Исходный текст:
----------------

В общем, все историки одинаково важны. Хотя за лихими интерпретациями часть публики готова обращаться и к опусам Носовского и Фоменко. Либо Суворова-Резуна. Либо Евгения Понасенкова. Либо Михаила Задорнова. Это уж прямое историческое фэнтези. Удивительно тут лишь то, что некоторые солидные ученые всерьез берутся с такими авторами полемизировать.
Александр Широкорад. Охота за оружием. Неизвестные страницы холодной войны, 1941–1991. – М.: Вече, 2022. 448 с.: ил. (серия «Военные тайны ХХ века»). |
Правда, иногда нашего историка заносит. Он позволяет себе чрезмерно легковесные и размашистые суждения, которые несколько снижают доверие к его писаниям.
Широкорад пишет, например, о танках Гражданской войны. Морально неустойчивые части красных при виде их разбегались, но хладнокровные командиры-артиллеристы подбивали танки белых во множестве. И дальше следует обобщение: «В Гражданской войне все определялось не столько количеством и качеством матчасти, сколько «духом войска», о котором много писал дедушка Толстой в «Войне и мире».
Вообще-то «Войну и мир» Лев Толстой писал в 1865–1869 годах. То есть начал 37-летним, а закончил в возрасте 41 года. И внуками он тогда еще не обзавелся. А поздний Толстой яростно отрицал всякий патриотизм и слышать ничего не хотел о «руке сильнейшего духом противника». Правда, втайне он еще любовался воинскими доблестями. Написал, скажем, повесть «Хаджи-Мурат» (1904). Но публиковать не стал: слишком явно ее пафос расходился с его печатно объявленными убеждениями.

----------------

Строки данных:
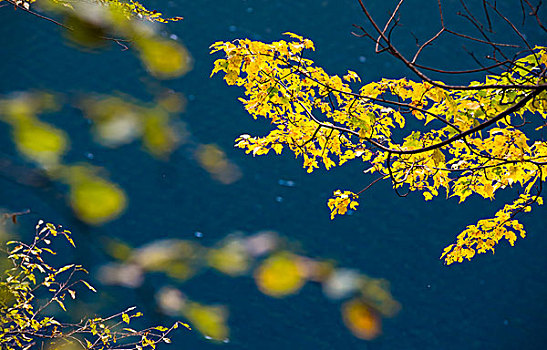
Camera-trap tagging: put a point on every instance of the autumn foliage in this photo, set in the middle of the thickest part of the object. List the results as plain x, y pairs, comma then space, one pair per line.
466, 140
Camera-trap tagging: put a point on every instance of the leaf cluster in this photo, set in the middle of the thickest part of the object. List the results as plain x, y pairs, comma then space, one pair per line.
30, 289
421, 136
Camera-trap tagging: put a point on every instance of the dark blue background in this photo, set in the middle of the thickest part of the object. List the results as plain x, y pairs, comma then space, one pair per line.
494, 302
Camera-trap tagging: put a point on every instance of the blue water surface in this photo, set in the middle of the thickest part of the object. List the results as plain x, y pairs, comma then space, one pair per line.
494, 302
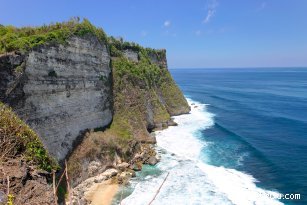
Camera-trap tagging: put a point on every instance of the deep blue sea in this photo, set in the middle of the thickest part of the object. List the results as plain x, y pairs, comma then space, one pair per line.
246, 137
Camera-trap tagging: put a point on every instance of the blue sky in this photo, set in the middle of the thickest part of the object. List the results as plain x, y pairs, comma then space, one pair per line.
196, 33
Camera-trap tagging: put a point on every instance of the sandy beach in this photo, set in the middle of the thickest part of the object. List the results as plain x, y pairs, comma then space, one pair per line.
102, 193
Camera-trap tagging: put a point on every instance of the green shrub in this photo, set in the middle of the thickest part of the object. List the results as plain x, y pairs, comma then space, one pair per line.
16, 138
26, 38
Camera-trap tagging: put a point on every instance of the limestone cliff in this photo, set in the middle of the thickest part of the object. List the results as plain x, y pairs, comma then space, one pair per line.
60, 90
67, 79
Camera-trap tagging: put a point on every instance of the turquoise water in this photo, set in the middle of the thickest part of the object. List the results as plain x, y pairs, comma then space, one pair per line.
245, 138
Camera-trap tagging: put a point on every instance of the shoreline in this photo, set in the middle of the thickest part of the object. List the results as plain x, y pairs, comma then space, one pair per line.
102, 193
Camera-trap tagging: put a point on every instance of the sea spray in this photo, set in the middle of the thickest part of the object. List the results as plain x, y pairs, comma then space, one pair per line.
191, 179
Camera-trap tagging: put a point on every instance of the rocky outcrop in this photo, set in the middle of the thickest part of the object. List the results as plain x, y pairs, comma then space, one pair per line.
28, 185
60, 90
131, 55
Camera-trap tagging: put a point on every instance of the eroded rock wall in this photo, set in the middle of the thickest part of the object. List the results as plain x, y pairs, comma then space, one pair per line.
60, 90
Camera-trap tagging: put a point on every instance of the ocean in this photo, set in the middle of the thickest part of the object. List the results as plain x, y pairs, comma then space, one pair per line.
244, 142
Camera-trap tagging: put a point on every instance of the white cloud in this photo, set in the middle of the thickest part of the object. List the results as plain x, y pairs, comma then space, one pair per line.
198, 33
144, 33
167, 23
211, 10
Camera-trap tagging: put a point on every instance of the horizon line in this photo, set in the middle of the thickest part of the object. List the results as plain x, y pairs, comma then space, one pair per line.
262, 67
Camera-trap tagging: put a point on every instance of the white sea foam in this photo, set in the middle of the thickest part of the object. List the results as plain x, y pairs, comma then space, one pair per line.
190, 180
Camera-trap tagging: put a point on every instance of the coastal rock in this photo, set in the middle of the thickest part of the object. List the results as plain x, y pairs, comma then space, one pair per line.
131, 55
62, 91
152, 160
93, 168
123, 166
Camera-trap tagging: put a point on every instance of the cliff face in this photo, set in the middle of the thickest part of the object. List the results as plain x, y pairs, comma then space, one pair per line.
60, 90
145, 97
71, 78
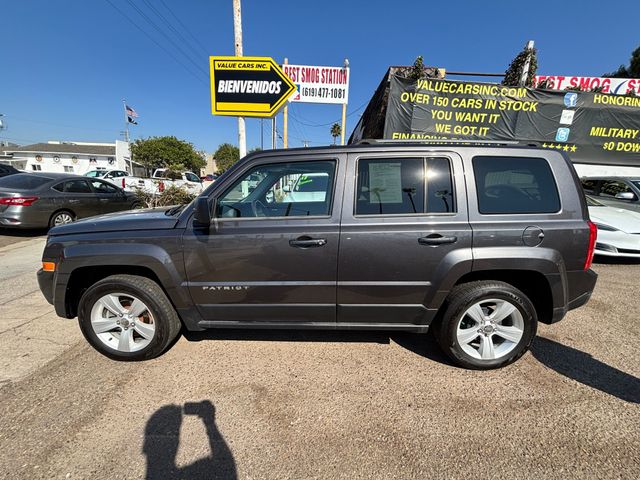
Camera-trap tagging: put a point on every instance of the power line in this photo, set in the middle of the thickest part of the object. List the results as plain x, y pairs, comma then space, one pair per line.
188, 44
167, 37
155, 42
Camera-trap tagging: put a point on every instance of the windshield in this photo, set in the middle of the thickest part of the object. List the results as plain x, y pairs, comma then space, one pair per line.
592, 202
23, 181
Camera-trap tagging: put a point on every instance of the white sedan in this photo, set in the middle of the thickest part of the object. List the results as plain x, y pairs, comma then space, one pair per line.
618, 230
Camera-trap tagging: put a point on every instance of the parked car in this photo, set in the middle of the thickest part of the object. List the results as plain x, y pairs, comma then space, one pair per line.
619, 192
618, 230
479, 241
40, 200
7, 170
156, 184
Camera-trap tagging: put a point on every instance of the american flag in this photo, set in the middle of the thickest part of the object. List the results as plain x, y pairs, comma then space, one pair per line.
130, 111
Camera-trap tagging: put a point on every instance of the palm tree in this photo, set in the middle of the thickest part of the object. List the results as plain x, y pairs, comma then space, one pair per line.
335, 131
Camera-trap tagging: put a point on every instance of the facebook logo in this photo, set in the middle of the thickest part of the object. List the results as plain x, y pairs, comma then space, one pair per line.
562, 135
571, 99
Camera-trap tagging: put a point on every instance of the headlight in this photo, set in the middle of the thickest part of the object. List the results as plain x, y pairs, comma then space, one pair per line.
606, 228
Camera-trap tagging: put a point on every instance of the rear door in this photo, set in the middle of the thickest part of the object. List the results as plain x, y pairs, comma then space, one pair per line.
78, 197
266, 258
404, 228
110, 198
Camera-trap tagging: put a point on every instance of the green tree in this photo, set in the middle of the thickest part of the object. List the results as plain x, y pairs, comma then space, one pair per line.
513, 74
632, 71
167, 152
226, 156
335, 131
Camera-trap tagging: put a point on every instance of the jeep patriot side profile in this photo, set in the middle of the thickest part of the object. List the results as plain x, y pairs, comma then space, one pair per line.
479, 241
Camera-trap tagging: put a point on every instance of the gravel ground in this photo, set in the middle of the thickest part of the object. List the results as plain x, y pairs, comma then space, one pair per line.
293, 405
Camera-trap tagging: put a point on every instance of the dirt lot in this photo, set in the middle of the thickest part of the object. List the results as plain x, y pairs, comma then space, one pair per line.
298, 405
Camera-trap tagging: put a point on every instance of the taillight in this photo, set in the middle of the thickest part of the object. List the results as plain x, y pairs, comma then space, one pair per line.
18, 201
593, 235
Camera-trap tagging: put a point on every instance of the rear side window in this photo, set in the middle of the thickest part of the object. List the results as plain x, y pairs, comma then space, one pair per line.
404, 186
512, 185
23, 181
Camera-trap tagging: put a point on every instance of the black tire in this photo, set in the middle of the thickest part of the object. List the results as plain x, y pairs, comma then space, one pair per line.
59, 213
463, 297
166, 321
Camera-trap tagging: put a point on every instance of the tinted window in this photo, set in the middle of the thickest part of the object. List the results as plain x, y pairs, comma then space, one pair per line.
103, 187
23, 181
77, 186
515, 185
269, 191
390, 186
610, 188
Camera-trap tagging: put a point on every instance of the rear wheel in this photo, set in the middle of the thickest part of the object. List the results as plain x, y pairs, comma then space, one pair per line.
486, 325
61, 218
126, 317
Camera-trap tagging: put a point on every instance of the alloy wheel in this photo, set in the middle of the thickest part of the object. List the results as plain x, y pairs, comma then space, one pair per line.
122, 322
490, 329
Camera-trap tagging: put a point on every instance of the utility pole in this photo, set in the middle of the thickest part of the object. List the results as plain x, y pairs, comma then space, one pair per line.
344, 111
527, 64
237, 32
126, 121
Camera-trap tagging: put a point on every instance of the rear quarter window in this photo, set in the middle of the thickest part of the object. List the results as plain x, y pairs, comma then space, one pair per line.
515, 185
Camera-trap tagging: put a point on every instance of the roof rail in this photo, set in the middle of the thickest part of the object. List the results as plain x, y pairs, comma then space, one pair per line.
373, 141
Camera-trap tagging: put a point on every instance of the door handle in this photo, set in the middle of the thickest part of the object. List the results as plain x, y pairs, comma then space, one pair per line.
436, 239
307, 242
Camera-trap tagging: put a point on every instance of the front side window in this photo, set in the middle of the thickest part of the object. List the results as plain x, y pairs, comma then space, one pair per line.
404, 186
77, 186
296, 189
103, 187
513, 185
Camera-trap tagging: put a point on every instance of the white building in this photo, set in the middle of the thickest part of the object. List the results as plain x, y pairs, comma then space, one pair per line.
69, 157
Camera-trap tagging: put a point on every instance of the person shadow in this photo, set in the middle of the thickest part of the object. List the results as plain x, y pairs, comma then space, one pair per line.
162, 439
582, 367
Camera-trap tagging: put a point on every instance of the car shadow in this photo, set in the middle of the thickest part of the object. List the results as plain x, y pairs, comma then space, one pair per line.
420, 344
162, 439
604, 260
583, 368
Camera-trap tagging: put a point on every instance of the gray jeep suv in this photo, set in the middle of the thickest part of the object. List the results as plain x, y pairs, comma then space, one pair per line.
479, 241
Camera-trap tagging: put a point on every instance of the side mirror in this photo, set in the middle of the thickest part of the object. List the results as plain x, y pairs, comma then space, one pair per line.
202, 212
625, 196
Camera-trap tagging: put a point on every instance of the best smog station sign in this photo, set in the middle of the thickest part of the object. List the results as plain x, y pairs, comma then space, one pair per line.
592, 127
248, 86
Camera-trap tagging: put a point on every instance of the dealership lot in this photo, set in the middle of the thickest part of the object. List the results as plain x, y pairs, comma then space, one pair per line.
233, 404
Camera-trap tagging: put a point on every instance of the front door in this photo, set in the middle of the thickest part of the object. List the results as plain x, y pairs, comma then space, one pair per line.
270, 255
404, 226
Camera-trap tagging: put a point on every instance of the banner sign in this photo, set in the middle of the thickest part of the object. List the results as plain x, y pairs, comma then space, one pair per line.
592, 127
248, 86
619, 86
319, 84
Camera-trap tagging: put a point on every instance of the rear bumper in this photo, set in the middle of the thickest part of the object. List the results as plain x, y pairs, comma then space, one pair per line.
45, 282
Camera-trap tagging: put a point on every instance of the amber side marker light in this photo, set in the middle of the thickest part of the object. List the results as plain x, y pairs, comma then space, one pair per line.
49, 266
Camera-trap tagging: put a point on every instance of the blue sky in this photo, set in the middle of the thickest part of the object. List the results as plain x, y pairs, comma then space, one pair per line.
67, 64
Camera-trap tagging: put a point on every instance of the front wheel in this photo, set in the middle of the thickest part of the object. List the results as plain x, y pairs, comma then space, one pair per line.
126, 317
486, 324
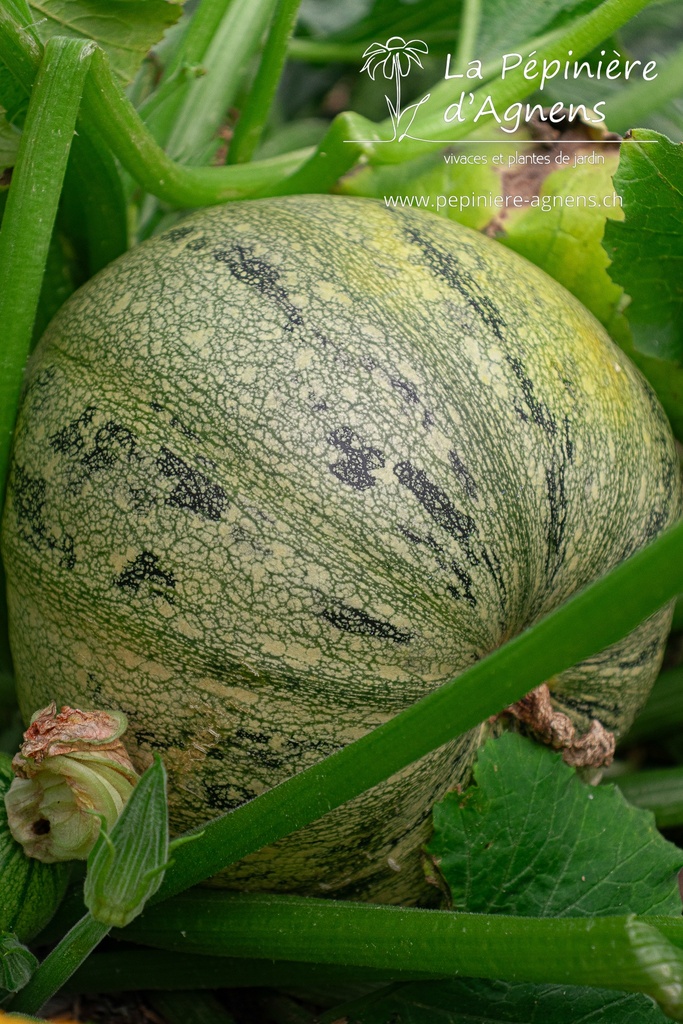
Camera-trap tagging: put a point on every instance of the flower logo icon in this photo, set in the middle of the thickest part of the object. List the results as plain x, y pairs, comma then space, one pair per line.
395, 57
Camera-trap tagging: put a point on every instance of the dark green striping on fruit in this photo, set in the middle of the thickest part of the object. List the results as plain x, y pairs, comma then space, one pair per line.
285, 469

----------------

Краткое задание:
Перепишите дословно фрагмент исходного текста от слов «В общем, все» до слов «к его писаниям.» включительно. Приведенные строки никак не связаны с исходным текстом.

Решение упражнения:
В общем, все историки одинаково важны. Хотя за лихими интерпретациями часть публики готова обращаться и к опусам Носовского и Фоменко. Либо Суворова-Резуна. Либо Евгения Понасенкова. Либо Михаила Задорнова. Это уж прямое историческое фэнтези. Удивительно тут лишь то, что некоторые солидные ученые всерьез берутся с такими авторами полемизировать.
Александр Широкорад. Охота за оружием. Неизвестные страницы холодной войны, 1941–1991. – М.: Вече, 2022. 448 с.: ил. (серия «Военные тайны ХХ века»). |
Правда, иногда нашего историка заносит. Он позволяет себе чрезмерно легковесные и размашистые суждения, которые несколько снижают доверие к его писаниям.